(Dataset records)
- - - -

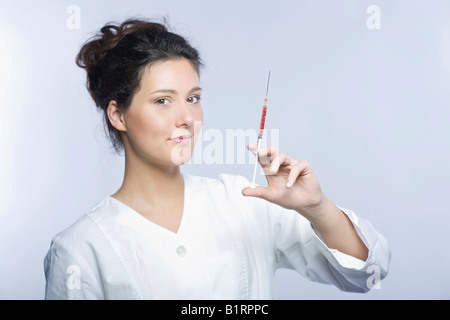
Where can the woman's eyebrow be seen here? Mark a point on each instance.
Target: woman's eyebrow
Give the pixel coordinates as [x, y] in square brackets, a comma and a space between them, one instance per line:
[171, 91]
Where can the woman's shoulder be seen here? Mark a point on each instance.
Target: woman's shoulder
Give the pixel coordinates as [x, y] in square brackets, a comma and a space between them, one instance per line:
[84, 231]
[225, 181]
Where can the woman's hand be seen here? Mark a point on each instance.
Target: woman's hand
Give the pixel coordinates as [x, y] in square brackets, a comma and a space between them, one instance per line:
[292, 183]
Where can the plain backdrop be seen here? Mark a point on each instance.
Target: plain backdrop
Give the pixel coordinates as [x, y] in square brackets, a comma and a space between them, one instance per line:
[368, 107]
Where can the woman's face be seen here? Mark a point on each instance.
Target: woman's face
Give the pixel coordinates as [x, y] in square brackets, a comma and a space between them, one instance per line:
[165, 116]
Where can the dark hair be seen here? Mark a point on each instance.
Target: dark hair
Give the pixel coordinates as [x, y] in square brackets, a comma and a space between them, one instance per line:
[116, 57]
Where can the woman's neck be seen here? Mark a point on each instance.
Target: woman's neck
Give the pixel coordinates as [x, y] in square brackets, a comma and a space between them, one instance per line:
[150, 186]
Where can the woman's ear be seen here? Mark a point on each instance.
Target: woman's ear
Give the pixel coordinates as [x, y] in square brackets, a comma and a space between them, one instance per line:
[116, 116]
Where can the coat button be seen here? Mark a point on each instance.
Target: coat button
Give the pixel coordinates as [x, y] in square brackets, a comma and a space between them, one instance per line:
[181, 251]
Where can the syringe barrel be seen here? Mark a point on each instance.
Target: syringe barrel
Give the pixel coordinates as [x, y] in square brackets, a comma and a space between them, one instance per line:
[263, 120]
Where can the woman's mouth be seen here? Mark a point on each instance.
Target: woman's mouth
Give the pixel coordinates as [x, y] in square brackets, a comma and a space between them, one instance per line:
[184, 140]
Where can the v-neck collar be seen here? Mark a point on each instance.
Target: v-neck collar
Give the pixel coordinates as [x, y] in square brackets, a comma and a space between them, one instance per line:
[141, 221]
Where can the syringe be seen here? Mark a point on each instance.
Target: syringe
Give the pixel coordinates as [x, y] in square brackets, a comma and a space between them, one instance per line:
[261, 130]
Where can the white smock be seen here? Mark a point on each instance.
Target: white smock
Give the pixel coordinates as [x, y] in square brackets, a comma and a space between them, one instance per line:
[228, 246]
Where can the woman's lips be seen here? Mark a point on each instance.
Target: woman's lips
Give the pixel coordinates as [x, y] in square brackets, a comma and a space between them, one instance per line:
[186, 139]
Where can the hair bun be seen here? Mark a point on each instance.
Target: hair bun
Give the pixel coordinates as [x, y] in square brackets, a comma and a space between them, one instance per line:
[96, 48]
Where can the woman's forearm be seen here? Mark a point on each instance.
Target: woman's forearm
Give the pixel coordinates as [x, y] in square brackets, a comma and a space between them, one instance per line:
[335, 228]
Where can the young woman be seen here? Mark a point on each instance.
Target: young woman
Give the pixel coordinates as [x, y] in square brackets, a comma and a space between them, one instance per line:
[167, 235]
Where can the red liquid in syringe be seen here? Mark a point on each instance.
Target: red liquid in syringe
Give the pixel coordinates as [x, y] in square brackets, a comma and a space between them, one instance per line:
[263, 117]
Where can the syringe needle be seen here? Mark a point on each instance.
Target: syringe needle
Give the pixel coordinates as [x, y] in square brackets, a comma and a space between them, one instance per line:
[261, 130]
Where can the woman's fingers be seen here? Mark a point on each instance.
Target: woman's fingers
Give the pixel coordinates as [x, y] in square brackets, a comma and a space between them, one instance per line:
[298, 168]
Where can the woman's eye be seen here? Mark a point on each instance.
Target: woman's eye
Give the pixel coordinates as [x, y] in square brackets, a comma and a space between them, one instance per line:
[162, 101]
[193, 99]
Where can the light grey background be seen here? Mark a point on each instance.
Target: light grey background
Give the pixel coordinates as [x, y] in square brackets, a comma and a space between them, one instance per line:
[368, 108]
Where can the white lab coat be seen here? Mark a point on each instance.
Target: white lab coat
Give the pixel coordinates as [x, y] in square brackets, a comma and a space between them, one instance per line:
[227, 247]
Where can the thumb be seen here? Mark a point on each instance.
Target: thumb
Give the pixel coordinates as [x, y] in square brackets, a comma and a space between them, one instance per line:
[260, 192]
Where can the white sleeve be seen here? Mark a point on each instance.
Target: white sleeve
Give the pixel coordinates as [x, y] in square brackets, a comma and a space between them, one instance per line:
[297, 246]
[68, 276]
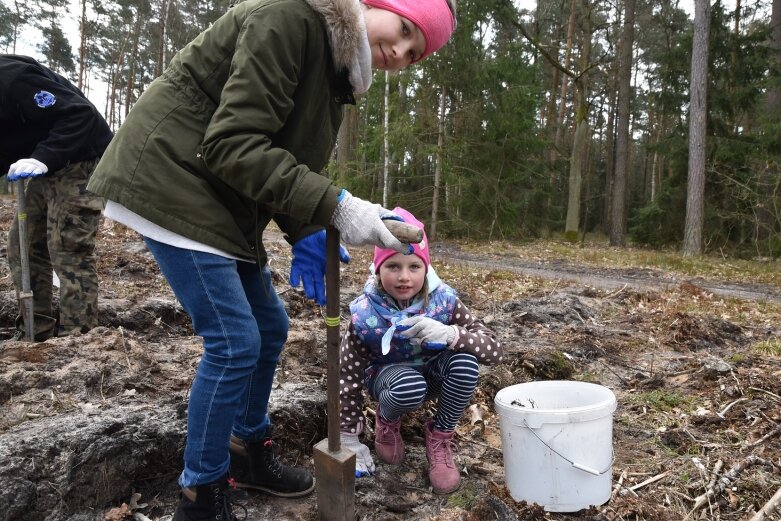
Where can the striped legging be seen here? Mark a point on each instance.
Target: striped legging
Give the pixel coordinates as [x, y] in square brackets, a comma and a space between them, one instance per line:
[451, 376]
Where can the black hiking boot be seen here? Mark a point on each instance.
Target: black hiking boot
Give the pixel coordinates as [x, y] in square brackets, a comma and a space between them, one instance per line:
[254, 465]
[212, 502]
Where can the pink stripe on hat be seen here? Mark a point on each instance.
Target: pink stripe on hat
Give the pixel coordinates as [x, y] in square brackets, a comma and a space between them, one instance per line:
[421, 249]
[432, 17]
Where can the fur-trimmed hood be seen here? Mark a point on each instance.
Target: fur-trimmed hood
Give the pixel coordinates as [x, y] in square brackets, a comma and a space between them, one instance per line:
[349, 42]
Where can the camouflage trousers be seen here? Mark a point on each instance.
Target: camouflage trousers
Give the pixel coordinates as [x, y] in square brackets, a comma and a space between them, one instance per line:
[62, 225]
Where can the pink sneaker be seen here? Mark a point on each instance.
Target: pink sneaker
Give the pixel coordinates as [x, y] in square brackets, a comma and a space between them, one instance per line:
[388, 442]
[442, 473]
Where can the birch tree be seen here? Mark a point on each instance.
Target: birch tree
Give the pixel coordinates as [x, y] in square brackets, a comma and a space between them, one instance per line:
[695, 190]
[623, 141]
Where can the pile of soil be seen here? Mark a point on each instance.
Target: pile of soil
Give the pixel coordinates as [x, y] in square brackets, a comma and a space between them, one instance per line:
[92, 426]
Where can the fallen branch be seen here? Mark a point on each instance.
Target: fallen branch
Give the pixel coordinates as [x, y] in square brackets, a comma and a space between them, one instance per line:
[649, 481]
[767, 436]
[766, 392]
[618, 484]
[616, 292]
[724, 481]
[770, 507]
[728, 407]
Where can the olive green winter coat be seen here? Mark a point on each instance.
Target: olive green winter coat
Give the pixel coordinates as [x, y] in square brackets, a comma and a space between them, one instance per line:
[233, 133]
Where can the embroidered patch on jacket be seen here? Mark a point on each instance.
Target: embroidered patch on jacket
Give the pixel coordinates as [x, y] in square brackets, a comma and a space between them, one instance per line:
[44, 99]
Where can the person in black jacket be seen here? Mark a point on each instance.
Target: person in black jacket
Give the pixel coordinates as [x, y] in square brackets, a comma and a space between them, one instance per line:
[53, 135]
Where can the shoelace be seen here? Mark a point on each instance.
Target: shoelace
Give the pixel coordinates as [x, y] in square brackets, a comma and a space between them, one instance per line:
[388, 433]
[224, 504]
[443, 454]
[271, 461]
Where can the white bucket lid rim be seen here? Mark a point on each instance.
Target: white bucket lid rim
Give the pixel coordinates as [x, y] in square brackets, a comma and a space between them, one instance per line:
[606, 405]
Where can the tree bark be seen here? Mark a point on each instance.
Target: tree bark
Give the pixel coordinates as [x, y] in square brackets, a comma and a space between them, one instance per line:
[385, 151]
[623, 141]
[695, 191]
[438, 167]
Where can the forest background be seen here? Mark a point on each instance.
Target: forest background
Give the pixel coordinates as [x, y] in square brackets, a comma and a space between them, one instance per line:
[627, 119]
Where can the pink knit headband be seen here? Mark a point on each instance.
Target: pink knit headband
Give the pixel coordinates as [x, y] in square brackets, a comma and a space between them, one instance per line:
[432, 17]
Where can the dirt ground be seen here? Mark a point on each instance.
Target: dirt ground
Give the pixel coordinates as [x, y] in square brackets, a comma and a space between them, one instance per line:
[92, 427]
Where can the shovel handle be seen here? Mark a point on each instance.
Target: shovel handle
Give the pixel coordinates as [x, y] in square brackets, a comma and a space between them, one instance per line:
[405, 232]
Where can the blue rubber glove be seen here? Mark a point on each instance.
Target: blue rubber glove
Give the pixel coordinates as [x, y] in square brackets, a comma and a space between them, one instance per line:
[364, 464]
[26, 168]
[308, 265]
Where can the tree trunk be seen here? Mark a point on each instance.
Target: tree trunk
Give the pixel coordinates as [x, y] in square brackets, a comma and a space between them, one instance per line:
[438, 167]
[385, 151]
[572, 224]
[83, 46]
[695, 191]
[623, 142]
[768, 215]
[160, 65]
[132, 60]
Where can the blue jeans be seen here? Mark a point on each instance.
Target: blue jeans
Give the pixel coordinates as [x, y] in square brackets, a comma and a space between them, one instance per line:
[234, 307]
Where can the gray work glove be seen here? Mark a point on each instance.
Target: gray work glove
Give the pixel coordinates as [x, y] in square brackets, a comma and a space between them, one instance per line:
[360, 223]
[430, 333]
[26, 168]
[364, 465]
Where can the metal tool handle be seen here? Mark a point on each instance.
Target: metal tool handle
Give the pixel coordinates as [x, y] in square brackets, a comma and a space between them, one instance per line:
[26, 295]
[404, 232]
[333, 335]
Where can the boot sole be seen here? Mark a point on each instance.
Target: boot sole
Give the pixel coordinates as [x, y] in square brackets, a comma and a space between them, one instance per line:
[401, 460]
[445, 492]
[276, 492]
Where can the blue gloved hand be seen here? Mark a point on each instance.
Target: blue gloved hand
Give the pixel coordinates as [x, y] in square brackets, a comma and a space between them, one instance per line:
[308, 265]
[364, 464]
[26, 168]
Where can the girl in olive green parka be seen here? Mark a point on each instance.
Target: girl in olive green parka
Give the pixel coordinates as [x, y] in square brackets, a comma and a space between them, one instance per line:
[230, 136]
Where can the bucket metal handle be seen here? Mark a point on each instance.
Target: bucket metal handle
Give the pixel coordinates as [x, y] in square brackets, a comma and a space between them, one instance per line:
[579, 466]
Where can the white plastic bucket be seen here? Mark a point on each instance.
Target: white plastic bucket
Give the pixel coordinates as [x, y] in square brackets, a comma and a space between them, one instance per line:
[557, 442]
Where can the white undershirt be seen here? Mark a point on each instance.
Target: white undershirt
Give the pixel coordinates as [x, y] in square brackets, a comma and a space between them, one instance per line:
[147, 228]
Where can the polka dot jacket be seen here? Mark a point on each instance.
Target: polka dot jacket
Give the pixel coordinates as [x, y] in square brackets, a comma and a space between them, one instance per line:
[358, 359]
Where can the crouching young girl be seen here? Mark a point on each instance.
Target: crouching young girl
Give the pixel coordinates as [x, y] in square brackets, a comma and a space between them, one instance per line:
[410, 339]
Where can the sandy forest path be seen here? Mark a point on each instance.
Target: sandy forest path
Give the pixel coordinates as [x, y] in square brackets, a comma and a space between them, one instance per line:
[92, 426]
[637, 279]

- - - -

- Activity:
Output must match the lines from the start of the records above through the line that contains "Target: coat button", exactly and with every picture removed.

- Solution below:
Where can the woman's eyebrow be seen here? Mark a point on each instance.
Target: woman's eyebrow
Give the pixel coordinates as [x, y] in square brackets, a comma and a space between them, one instance per line:
[171, 91]
Where can the woman's shoulder be seen here? Mark a point on each instance.
Target: woman's shoulder
Give the pixel coordinates as [x, y] in square brackets, a comma and a space between them, one instance per line:
[84, 231]
[225, 181]
Where can the woman's hand be seen here? Mark a point on each instance.
Target: woman's hand
Give the pixel coordinates as [x, y] in square brackets, a comma and a space between them, one instance per line:
[292, 183]
Where can the plain backdrop be seen here? Mark a point on each instance.
Target: plain backdrop
Give the pixel coordinates as [x, y] in square brackets, a comma and a space between them, one instance per line:
[368, 107]
Where can the woman's face be seen here? Mark a point on each instance.
Target: woman's face
Give the pixel coordinates as [x, y] in square brackets, a comma and a space between them, one instance per line:
[165, 116]
Where can the dark hair be seen here? Mark a point on each instance.
Target: dark hair
Give the pixel coordinates as [x, y] in square brackets, a comma and a space between them, one instance per line:
[116, 57]
Where can the woman's neck be seen here? Mark a point on each instance.
Target: woman's neck
Give the pixel coordinates as [x, y] in square brackets, a comma and a space between them, one instance per line:
[150, 186]
Where can the woman's ear be seen here? Mark a point on each instance.
Target: woman's ear
Give the pixel coordinates as [x, y] in square brackets, a comma and a space between them, one instance per line:
[116, 116]
Where can the coat button be seen here? Mark a point on each instance.
Target: coat button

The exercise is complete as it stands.